### PROVIDED PASSAGE
=-=-=

Wednesday, November 8, 2023

WHO'S CHARACTER IS THIS, ANYWAY?

 



He’s fleshed out in my head. Perfect. A Gene Krupa look-a-like. Check. A big guy, a thug. Check. Dark hair. Check. Sleepy eyes. Yes. Full lips. Oh, yes. Age? Forty. Good. That’s him. That’s the hero of my story. Ready, set, go.

 Wait.

What’s that? Betty says he needs to be younger. He should be in his thirties. His thirties, she says? Okay, okay. That’s doable. Thirties it is. Once again, hands poised over the keys, I’m ready to begin.

Stop.

What now, Betty? Oh, he should be more refined, not quite so thuggish. A step up from a thug, perhaps just a gentlemanly mobster. Yes, I can see it. Of course. Drop the street talk, let him be more educated. Own a joint, not just work it. Back to work I go.

 Well, hell.

Excuse me? What difference does it make if he has a hairy chest or not? Betty, you are joking, right? What’s wrong with a smooth chest? Ah. Betty thinks hairy chests are sexy. She would never be attracted to a smooth-chested man.

Not being a selfish author, I would never dish up a character to Betty who she wouldn’t be attracted to. After all, Betty is my female eye, my pulse on the sex appeal of my book.

By now, my character has been transformed—only slightly, just minor tweaks here and there—but he’s still recognizable, still looks like Gene Krupa. Hell, though, with Betty’s alterations, he is Gene Krupa. I can pull it off, produce a gangster-type hero who still fits into my original vision. Who knows? The changes may make him even better.

 Hold your horses!

Now Betty disapproves of my character’s girlfriend, says she’s too young for my Gene Krupa look-a-like. I must take Betty’s opinion into serious consideration. Betty is a mature woman, after all, whose age group will encompass a good deal of my reading audience. So now my character’s girlfriend has been changed to be a woman closer to his age.

=-=-=

### PROVIDED DATA
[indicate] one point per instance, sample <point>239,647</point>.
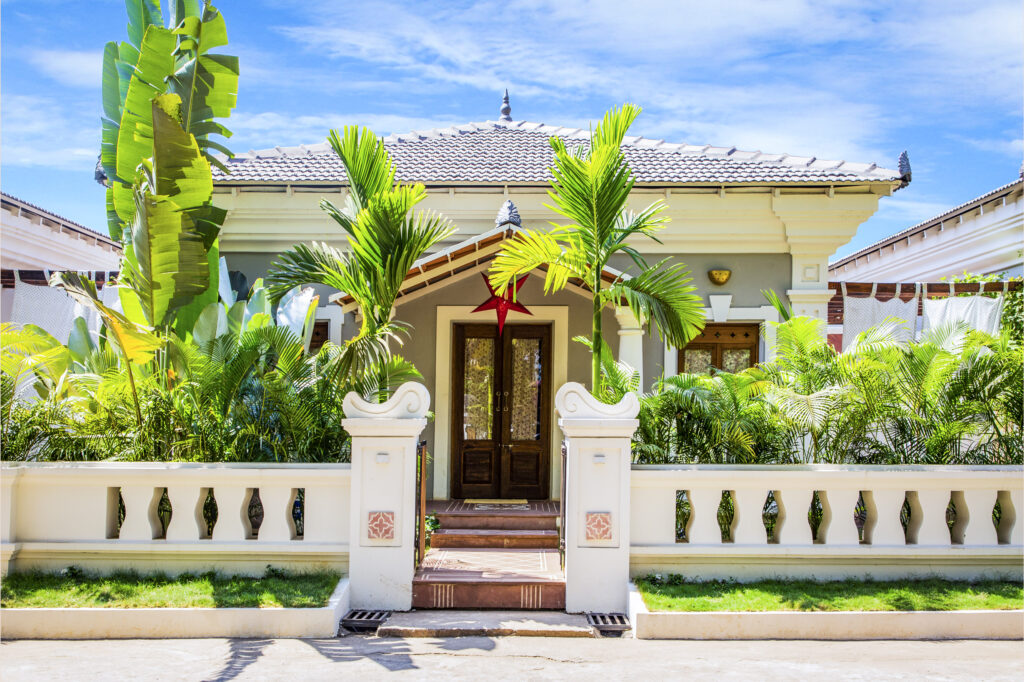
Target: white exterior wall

=-=-=

### EXERCISES TO COMPLETE
A. In the post, list each short exclamation that stands alone on its own line and interrupts the narrator's writing.
B. Return the text of the post from "By now, my character" up to and including "to his age.".
The listing is not needed for any of this work.

### ANSWERS TO EACH TASK
A.
Wait.
Stop.
Well, hell.
Hold your horses!

B.
By now, my character has been transformed—only slightly, just minor tweaks here and there—but he’s still recognizable, still looks like Gene Krupa. Hell, though, with Betty’s alterations, he is Gene Krupa. I can pull it off, produce a gangster-type hero who still fits into my original vision. Who knows? The changes may make him even better.

 Hold your horses!

Now Betty disapproves of my character’s girlfriend, says she’s too young for my Gene Krupa look-a-like. I must take Betty’s opinion into serious consideration. Betty is a mature woman, after all, whose age group will encompass a good deal of my reading audience. So now my character’s girlfriend has been changed to be a woman closer to his age.